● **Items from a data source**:
# # # #

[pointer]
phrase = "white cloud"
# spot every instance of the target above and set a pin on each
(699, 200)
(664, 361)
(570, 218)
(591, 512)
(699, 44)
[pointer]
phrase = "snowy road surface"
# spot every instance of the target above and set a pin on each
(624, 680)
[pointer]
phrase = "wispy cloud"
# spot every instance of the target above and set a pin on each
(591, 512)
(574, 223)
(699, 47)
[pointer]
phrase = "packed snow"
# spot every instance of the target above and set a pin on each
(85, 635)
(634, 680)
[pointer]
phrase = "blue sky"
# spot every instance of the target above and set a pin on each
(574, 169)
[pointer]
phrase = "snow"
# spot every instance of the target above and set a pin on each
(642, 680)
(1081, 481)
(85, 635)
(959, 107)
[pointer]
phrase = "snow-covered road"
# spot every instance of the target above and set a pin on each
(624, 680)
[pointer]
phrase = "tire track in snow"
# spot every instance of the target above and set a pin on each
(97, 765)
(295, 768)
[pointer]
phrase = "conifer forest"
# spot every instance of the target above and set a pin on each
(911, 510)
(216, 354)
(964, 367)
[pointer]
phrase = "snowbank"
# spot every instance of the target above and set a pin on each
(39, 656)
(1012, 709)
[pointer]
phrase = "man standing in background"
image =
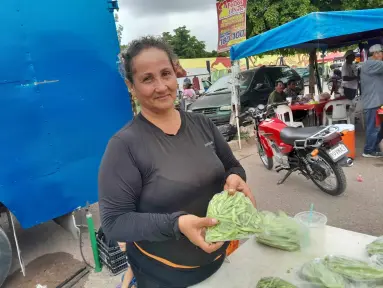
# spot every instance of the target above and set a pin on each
(349, 76)
(371, 78)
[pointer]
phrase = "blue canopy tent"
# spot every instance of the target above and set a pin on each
(322, 30)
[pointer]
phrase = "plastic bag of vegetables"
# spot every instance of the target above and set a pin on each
(354, 270)
(280, 231)
(274, 282)
(377, 259)
(238, 219)
(317, 274)
(375, 247)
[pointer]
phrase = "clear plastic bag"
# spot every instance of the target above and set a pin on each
(280, 231)
(317, 274)
(274, 282)
(375, 247)
(238, 219)
(377, 259)
(355, 270)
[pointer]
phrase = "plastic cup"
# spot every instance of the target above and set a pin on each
(313, 224)
(318, 220)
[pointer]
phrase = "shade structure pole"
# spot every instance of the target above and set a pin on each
(235, 96)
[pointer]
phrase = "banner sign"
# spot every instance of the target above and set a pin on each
(231, 23)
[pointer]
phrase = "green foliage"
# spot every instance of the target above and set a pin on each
(187, 46)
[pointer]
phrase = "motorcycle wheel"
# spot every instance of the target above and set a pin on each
(5, 256)
(267, 161)
(338, 173)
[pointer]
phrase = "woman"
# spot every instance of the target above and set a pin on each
(158, 175)
(189, 95)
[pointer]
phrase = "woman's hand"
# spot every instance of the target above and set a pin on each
(235, 183)
(194, 228)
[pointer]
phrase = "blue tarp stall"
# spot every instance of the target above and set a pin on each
(324, 30)
(61, 99)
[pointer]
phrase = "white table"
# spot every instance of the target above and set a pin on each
(252, 261)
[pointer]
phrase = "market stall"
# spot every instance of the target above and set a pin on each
(253, 261)
(315, 31)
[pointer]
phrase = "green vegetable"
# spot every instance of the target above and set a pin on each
(280, 231)
(354, 270)
(375, 247)
(237, 217)
(377, 259)
(317, 273)
(274, 282)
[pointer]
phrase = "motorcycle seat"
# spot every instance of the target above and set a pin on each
(290, 134)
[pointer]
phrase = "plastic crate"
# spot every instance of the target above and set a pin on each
(113, 258)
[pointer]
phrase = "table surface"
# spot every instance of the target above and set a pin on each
(252, 261)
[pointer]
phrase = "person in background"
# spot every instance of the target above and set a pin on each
(349, 76)
(189, 95)
(180, 71)
(336, 82)
(277, 95)
(196, 84)
(147, 196)
(290, 90)
(187, 81)
(371, 78)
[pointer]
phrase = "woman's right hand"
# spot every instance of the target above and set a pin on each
(194, 228)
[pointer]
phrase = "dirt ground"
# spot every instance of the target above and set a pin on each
(52, 269)
(52, 255)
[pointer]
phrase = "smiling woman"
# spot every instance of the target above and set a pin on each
(153, 193)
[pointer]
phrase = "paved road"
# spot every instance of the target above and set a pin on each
(359, 209)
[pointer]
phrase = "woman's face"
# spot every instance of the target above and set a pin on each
(155, 82)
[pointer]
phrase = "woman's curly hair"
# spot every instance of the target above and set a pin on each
(137, 46)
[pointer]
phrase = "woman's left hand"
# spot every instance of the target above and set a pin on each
(235, 183)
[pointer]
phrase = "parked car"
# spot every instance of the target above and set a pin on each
(255, 88)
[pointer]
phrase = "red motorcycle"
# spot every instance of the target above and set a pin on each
(315, 152)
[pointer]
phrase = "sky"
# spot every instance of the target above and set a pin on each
(152, 17)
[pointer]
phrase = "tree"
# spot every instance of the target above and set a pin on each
(263, 15)
(185, 45)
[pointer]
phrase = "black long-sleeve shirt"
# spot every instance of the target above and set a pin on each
(147, 179)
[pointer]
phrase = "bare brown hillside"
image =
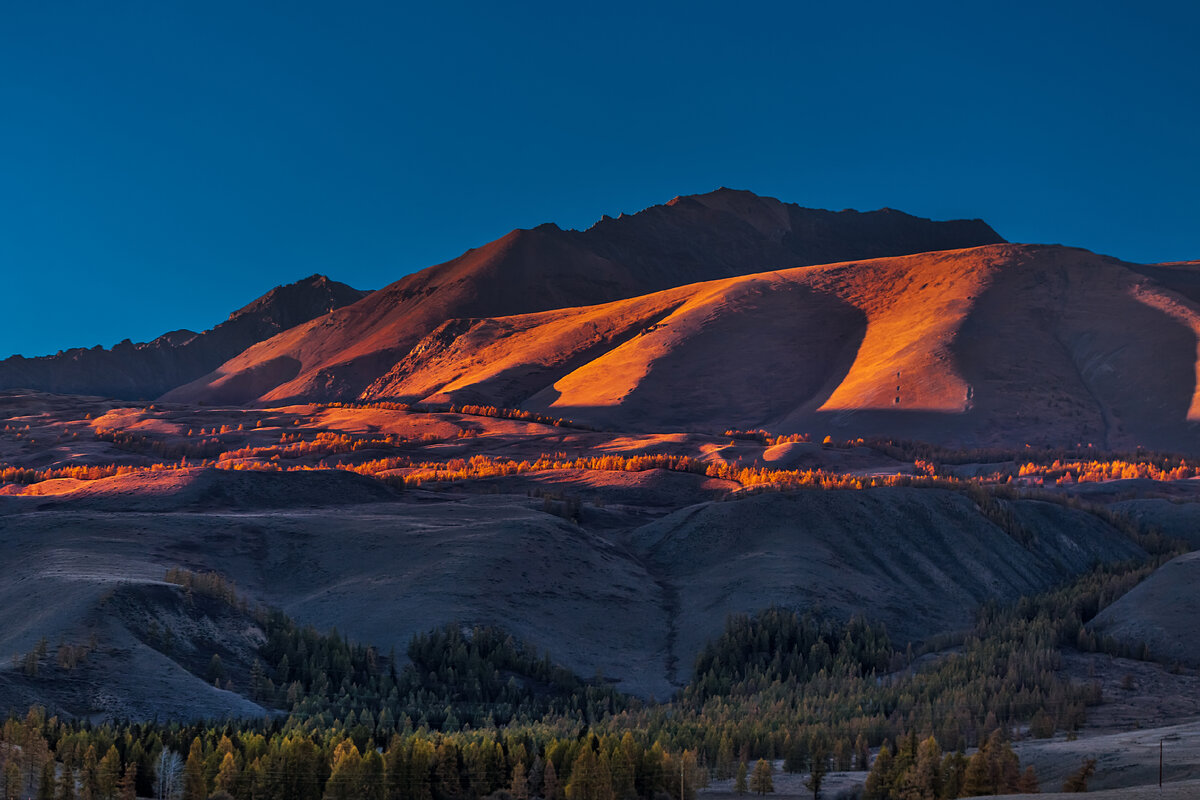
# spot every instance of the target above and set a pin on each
(1005, 344)
(145, 370)
(720, 234)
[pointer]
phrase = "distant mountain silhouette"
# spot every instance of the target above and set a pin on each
(1003, 344)
(690, 239)
(144, 371)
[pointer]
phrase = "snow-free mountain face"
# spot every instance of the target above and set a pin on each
(718, 235)
(996, 346)
(147, 370)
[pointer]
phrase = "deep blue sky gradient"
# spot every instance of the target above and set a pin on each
(162, 163)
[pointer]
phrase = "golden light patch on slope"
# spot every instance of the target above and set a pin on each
(915, 307)
(1183, 311)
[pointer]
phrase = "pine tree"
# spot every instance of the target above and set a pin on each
(66, 783)
(1078, 780)
(879, 780)
(1029, 782)
(11, 781)
(109, 774)
(89, 776)
(519, 787)
(227, 775)
(762, 781)
(739, 785)
(550, 782)
(195, 786)
(127, 787)
(47, 786)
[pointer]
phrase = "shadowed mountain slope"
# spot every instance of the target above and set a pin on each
(721, 234)
(634, 603)
(1005, 344)
(147, 370)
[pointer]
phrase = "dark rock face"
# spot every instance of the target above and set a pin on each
(699, 238)
(147, 370)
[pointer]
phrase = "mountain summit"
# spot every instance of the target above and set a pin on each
(691, 239)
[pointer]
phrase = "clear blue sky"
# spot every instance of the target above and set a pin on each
(162, 163)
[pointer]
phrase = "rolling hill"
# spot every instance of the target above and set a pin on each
(705, 236)
(147, 370)
(1003, 344)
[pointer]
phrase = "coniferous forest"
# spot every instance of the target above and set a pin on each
(474, 713)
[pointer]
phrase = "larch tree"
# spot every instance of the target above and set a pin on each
(762, 780)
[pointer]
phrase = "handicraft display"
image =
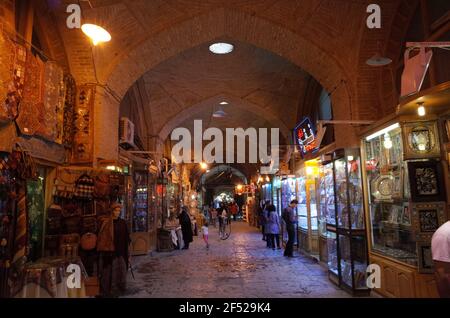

# # # #

● **DIRECTIONS**: Identify every line of the material above that contains the string "road" and copy each one. Case counts.

● **FINAL ANSWER**:
phrase = "snowy road surface"
phrase = "snow-covered road"
phrase = "paved road"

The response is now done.